**AUFGABENSTELLUNG:**
Stimmen die folgenden Aussagen mit dem Auszug zum Urheberrecht überein? Beantworte jede mit Ja oder Nein und zitiere wörtlich die entscheidenden Worte des Auszugs: (a) Laut Smudo gibt es ein Grundrecht auf den freien Erwerb des geistigen Eigentums anderer Menschen. (b) Die Napster-Inhaber sind laut Smudo in großen Teilen bekannte Internetinvestoren. (c) Laut heise online ist die Musik-Industrie die einzige Branche, die sich ernsthaft mit dem Internet auseinandersetzen muss.

**QUELLENAUSZUG:**
+ + + + + + +
Smudo: Eine philosophische Diskussion würde etwa eine Betrachtung von Sinn und Zweck des Urheberrechtes und des Eigentums im Allgemeinen beinhalten. Ist das Urheberrecht womöglich nicht mehr sinnvoll schützbar? Muss es das sein? Wäre es ein Dilemma? Diese Diskussion betrifft nicht nur Musiker, sondern alle Kreativen, die mit dem Handel von geistigem Eigentum zu tun haben. Eine sachlich-philosophische Diskussion klammert die wildromantische Quatschdiskussion aus, die eine Anarchie- und Anti-Establishment-Haltung instrumentalisiert, um den Künstler das Recht auf Berufsfreiheit wegzudiskutieren und dem Konsumenten das Recht auf alles gibt. Ein gern gemachter Denkfehler ist, dass der engagierte Pro-Tauschbörsen-Diskutierer die Tatsache ignoriert, dass es kein Grundrecht auf den freien Erwerb des geistigen Eigentums anderer Menschen gibt. Dies gilt nahezu weltweit, und zwar zum Schutz aller Kreativen und des Individuums. Es kann doch nicht im Sinne des Urhebers sein, dass er weder den Zeitpunkt noch das Entgeld seiner Arbeit bestimmen kann. Der Konsument darf aber nicht glauben, dass er in dieser Diskussion als Feind auftaucht. Man muss die Musik nicht vor den Musikfans schützen, sondern vor den Musikpiraten, die die Mittel der Fans nutzen, um sich an fremdem geistigen Eigentum zu bereichern. Napster ist da ein Paradebeispiel. Auf der einen Seite argumentieren die Napster-Inhaber (die im übrigen in großen Teilen bekannte Internetinvestoren, also Mitglieder des Establishments sind) in Robin-Hood-Manier, die Musik würde ja nur unter den Usern geteilt und niemanden wolle die Künstler berauben. Auf der anderen Seite ist es erstaunlich mit welcher Aggression die Napsterteilhaber zu Felde ziehen, wenn sich jemand des Source-Codes ihrer Software bedient, um damit eine eigene Musik-Makel-Versionen zu schreiben. Es fällt doch auf, dass im Netz als Freeware kein einziges Add-On oder andere Skins und Ähnliches von Napster zu finden ist. Eben weil in diesem Fall das Urheberrecht von Napster-Seite in voller Härte durchgesetzt wird, obwohl eine Beugung dieses Rechtes ihr Kapital ist.

heise online: Viele Internet-Nutzer scheinen der Ansicht zu sein, dass alle Angebote im Internet per se gratis zu sein haben, dass Recht und Gesetz, zwar in der wirklichen Welt bestimmend, im Internet nichts zählen. Die Musik-Industrie ist nicht die einzige Branche, die sich ernsthaft mit dem Internet auseinandersetzen und sich überlegen muss, wie sie angesichts des Internet agieren muss. Tauschbörsen im Internet sind also nur eine Facette eines sehr viel größeren Problems. Welcher Lösung könnte man dieses Problem Deiner Ansicht nach zuführen?
+ + + + + + +
**DATENBLOCK:**
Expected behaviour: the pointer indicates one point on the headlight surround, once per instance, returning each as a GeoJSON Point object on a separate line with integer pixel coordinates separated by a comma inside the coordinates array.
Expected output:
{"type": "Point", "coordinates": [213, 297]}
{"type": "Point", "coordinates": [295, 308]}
+ + + + + + +
**ERGEBNIS:**
(a) Nein: „dass es kein Grundrecht auf den freien Erwerb des geistigen Eigentums anderer Menschen gibt“
(b) Ja: „die im übrigen in großen Teilen bekannte Internetinvestoren, also Mitglieder des Establishments sind“
(c) Nein: „Die Musik-Industrie ist nicht die einzige Branche, die sich ernsthaft mit dem Internet auseinandersetzen und sich überlegen muss, wie sie angesichts des Internet agieren muss.“